● Source excerpt:
○ ○ ○ ○ ○ ○ ○

The great Japanese author Haruki Murakami grew famous writing about the tender melancholy of youth. (Norwegian Wood made him so recognisable in Japan that he left.) Reading books from that period, you feel sad without knowing why – and yet, within that sadness glows a small ember of happiness, because to feel sad is at least to feel honestly.

Now in his sixties, he has begun to consider middle age more carefully, as if he sees himself most clearly across a 20-year lag. It’s the subject of his underrated Colourless Tsukuru Tazaki and His Years of Pilgrimage and also of his immersive, repetitive, big-hearted new novel, Killing Commendatore.

The narrator of Killing Commendatore is a 36-year-old painter. His wife has just left him. Having sacrificed his early ambitions as an artist to become a master portraitist, he leaves his Tokyo apartment bewildered, before coming to a realisation: “I ... wanted to try painting whatever I wanted.” A friend from art school lends him a remote house in the mountains, and he begins to search anew for the meaning he once found in pure creation.

As is often the case in Murakami’s fiction, a plot of relative simplicity – an artist’s reinvention – is disrupted by enigmatic, surreal or violent incidents. The narrator’s new residence once belonged to a famous painter, whose peculiar depiction of a sword fight,Killing Commendatore”, remains in the attic.

○ ○ ○ ○ ○ ○ ○

● Material shown:

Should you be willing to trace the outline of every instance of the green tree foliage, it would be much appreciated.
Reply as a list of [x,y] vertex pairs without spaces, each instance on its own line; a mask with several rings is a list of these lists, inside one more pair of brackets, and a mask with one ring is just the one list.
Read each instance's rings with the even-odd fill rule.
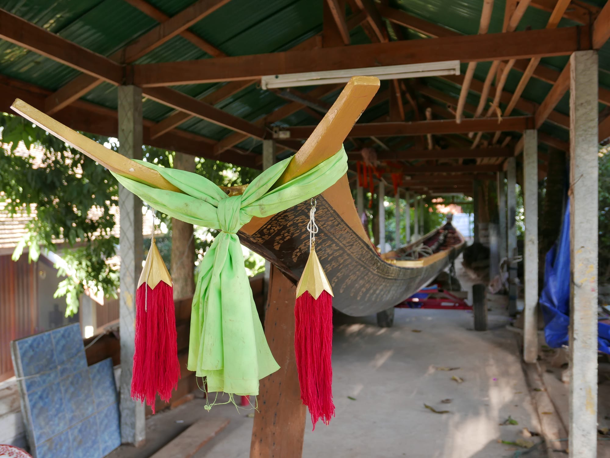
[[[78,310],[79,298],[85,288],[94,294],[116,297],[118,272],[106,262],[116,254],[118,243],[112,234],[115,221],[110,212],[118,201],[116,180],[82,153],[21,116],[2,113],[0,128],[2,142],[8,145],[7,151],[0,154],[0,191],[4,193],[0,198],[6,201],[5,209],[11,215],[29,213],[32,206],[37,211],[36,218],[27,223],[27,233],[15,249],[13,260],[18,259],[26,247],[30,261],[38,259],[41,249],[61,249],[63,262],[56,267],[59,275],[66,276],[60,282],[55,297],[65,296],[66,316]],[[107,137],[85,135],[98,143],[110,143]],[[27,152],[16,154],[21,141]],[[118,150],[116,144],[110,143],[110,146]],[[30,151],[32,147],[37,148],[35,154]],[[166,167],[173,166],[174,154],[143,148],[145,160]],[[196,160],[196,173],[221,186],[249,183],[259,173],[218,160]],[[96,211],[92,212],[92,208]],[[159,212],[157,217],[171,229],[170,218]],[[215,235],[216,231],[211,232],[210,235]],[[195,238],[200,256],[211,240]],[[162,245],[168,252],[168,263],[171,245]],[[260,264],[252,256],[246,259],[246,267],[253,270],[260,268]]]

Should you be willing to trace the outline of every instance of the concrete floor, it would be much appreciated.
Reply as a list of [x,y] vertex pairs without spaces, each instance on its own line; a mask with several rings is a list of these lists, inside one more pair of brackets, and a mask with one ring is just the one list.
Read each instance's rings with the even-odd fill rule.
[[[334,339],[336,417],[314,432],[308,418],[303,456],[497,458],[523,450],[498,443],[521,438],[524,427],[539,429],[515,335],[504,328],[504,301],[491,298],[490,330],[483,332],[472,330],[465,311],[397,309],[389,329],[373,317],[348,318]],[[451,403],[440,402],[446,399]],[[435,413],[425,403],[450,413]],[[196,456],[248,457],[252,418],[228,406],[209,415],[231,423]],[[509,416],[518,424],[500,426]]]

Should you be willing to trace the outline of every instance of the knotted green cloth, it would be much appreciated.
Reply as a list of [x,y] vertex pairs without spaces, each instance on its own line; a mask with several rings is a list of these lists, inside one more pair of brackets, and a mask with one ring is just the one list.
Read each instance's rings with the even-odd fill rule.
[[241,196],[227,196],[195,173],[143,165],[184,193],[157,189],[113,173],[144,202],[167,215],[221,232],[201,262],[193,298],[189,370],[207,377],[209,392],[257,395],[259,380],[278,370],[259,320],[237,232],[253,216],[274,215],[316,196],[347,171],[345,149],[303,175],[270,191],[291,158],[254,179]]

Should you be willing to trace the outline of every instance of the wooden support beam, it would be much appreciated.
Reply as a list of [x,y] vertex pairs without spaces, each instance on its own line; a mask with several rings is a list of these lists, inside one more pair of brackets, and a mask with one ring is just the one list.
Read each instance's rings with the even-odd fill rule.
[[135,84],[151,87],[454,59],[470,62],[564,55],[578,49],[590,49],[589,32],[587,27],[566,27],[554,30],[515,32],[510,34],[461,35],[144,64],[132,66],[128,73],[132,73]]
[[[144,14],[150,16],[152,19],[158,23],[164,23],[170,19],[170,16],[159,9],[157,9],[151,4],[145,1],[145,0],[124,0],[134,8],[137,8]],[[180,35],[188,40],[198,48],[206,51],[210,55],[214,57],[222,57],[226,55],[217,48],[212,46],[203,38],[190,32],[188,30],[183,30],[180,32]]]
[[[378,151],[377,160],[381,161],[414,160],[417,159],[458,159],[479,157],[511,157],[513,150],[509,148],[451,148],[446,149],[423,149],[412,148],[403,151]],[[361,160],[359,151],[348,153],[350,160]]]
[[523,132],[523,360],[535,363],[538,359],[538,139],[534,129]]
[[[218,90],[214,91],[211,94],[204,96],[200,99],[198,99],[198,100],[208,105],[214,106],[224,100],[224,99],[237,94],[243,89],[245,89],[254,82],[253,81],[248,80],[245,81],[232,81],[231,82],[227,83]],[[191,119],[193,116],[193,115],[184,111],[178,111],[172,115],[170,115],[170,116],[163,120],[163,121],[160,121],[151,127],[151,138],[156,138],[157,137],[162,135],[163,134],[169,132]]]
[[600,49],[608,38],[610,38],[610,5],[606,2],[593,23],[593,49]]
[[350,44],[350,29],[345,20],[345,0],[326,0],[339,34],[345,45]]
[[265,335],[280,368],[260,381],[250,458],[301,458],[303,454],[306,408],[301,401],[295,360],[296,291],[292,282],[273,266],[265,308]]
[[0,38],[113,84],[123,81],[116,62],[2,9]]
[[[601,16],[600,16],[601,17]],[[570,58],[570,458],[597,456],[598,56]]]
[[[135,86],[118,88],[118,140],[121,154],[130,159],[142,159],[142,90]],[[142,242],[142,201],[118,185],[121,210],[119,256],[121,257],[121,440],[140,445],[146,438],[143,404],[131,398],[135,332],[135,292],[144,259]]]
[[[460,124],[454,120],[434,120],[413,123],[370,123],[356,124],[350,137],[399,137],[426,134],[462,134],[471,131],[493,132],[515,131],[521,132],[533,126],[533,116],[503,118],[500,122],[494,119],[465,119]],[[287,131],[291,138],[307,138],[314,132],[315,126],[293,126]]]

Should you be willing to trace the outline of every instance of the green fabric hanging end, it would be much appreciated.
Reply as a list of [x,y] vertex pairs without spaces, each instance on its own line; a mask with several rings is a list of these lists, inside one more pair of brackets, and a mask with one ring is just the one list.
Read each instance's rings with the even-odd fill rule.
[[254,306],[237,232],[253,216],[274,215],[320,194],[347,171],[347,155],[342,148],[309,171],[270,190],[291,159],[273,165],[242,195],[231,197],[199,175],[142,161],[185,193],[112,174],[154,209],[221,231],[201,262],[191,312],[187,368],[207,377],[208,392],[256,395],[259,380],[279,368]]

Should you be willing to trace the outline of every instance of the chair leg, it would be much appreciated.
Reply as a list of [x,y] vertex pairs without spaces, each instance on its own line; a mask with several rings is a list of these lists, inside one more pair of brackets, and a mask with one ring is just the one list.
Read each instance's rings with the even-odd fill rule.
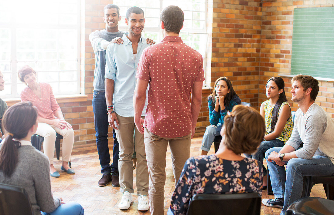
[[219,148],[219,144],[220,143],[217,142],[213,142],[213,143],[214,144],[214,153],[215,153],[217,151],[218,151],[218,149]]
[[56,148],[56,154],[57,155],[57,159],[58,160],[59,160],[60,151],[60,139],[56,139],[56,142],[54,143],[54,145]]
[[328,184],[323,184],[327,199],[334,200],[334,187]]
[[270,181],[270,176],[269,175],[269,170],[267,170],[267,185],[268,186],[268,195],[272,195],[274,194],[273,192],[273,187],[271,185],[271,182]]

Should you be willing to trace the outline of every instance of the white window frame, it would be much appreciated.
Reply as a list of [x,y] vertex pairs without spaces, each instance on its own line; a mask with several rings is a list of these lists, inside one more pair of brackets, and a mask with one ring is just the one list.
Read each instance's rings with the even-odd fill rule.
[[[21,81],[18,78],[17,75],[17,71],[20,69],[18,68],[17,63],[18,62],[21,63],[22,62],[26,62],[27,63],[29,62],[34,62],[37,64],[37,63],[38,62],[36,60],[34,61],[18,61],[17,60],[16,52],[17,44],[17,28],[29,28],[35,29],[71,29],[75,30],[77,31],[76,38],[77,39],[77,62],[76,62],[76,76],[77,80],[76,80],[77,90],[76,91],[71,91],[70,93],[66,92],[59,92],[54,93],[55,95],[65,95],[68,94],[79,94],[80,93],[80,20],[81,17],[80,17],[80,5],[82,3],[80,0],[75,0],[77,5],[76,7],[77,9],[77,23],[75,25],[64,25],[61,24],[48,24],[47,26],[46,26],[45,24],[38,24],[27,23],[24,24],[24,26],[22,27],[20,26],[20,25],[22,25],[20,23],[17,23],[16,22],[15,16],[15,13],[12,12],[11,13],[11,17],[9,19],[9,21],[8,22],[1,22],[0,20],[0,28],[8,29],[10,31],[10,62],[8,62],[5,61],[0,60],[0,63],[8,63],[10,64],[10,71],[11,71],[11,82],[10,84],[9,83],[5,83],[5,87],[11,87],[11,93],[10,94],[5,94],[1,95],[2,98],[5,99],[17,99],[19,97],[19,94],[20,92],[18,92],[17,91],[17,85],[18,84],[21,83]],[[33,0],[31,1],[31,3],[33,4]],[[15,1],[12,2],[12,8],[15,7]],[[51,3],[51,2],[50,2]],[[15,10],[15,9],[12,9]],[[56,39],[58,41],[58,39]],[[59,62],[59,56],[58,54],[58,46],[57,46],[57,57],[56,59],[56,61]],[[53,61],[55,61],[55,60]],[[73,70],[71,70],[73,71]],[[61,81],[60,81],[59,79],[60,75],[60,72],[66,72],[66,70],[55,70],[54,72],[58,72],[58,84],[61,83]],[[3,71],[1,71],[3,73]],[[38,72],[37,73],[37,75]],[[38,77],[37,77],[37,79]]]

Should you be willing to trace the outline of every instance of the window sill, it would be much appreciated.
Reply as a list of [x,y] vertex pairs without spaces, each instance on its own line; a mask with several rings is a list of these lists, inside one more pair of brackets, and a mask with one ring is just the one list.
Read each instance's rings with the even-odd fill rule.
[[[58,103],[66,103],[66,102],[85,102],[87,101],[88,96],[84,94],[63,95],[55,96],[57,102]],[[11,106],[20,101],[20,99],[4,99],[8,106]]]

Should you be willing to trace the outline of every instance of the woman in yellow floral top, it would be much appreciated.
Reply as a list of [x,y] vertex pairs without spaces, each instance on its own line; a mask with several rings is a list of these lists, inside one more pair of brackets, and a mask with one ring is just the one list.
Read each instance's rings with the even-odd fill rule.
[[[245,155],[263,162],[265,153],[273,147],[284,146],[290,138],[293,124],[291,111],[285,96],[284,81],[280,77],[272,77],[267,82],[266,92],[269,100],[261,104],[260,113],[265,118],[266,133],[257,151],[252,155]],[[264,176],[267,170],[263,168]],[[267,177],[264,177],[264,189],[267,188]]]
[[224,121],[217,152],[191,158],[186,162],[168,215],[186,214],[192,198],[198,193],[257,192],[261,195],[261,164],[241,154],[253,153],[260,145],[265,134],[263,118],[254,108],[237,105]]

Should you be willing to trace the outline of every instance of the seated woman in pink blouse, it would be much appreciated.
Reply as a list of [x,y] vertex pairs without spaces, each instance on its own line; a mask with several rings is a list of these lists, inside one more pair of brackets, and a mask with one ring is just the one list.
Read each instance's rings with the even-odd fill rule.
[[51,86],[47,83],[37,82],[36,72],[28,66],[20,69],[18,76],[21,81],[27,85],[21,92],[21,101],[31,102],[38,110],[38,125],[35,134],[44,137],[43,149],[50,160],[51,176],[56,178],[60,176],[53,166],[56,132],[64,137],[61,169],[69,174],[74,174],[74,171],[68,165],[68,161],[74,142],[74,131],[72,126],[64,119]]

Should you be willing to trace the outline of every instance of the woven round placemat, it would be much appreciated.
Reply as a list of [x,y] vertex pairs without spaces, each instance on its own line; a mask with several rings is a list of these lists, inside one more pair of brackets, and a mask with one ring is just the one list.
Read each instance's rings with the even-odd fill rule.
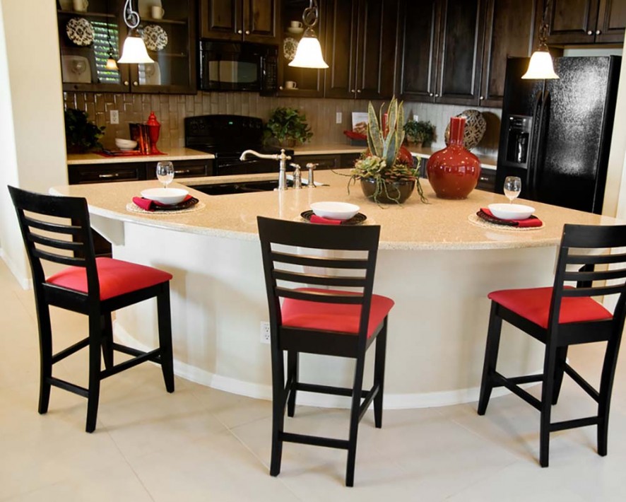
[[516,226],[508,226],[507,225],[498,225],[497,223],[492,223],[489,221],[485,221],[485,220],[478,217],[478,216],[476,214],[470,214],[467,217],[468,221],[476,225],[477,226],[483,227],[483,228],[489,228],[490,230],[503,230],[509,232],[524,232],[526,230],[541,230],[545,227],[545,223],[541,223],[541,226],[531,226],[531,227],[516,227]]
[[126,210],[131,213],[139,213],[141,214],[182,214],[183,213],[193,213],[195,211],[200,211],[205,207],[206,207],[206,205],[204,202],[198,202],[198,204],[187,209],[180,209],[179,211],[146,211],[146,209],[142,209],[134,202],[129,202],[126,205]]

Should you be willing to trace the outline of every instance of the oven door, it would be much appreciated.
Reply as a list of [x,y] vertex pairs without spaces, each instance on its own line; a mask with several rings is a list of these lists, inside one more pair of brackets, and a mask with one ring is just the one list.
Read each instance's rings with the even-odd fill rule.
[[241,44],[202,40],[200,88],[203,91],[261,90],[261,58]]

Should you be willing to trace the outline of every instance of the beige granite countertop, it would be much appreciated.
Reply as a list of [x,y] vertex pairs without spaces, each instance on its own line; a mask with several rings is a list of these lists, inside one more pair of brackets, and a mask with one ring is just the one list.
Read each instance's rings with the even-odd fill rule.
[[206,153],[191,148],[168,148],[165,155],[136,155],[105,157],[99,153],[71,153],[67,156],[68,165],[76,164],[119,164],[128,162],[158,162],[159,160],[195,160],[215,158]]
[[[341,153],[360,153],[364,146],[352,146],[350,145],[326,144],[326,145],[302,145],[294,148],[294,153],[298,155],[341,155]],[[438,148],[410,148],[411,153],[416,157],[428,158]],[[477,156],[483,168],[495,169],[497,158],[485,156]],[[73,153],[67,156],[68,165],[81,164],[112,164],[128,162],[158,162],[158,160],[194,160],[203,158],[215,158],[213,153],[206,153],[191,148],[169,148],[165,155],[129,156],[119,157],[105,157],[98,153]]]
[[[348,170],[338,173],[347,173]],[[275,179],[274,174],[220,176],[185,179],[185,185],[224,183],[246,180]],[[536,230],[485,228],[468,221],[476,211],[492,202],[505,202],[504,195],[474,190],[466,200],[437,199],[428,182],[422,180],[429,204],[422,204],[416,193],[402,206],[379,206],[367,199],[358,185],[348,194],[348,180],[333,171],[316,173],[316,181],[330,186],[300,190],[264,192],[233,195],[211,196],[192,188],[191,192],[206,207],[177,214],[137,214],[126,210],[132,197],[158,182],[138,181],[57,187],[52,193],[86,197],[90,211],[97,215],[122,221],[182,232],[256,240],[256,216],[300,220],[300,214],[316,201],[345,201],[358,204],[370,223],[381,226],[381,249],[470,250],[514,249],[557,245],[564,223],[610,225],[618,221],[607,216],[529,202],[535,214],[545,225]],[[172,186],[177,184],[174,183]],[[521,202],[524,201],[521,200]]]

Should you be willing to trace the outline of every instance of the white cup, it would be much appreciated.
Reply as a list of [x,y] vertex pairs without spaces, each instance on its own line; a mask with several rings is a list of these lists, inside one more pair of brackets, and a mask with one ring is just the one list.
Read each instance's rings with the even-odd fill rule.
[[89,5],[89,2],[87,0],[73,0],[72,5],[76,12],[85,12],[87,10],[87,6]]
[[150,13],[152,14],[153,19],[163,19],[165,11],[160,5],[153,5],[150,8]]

○ ○ ○ ○ ○ ○ ○

Resume the review of Killing Commendatore after its last sentence. The items have nothing to do with the review of Killing Commendatore.

● Output for this exercise:
Soon after finding the painting, the house’s new inhabitant begins to hear the clear sound of a bell emanating from a “strange circular pit in the woods”. These events disturb him, while also pressing him into a furious creativity; he begins to paint abstract portraits, not simply of faces and bodies but of the souls within them.

One of these portraits is of a mysterious, immensely rich man named Menshiki, who lives nearby. He has bright white hair, a Jaguar and a “very clean, open smile”, while concealing, the painter thinks, “a secret locked away in a small box and buried deep down in the ground”.

It is Menshiki who manages the excavation of the pit. Inside, they find only the ancient bell – but its call brings to life (hold steady here, if you can) a two-foot-tall character from the ominous painting, with a message of mortal importance.

This stuff is very Murakami. Killing Commendatore repeats almost exactly, for example, the descent through a well to a magical world that occurs in his earlier novel The Wind-Up Bird Chronicle. Odd creatures constantly come to life in his writing, perhaps most memorably the human-size frog calmly preparing tea in the short story Super-Frog Saves Tokyo.

Yet there’s a strong sense in Murakami’s work that his allegorical instincts are secondary, the radiation of his characters’ inner sense of dislocation. He took this method to its outermost limits in his monumental 1Q84 (is it time to admit that that book is something of a mess?), but Killing Commendatore gets the balance right.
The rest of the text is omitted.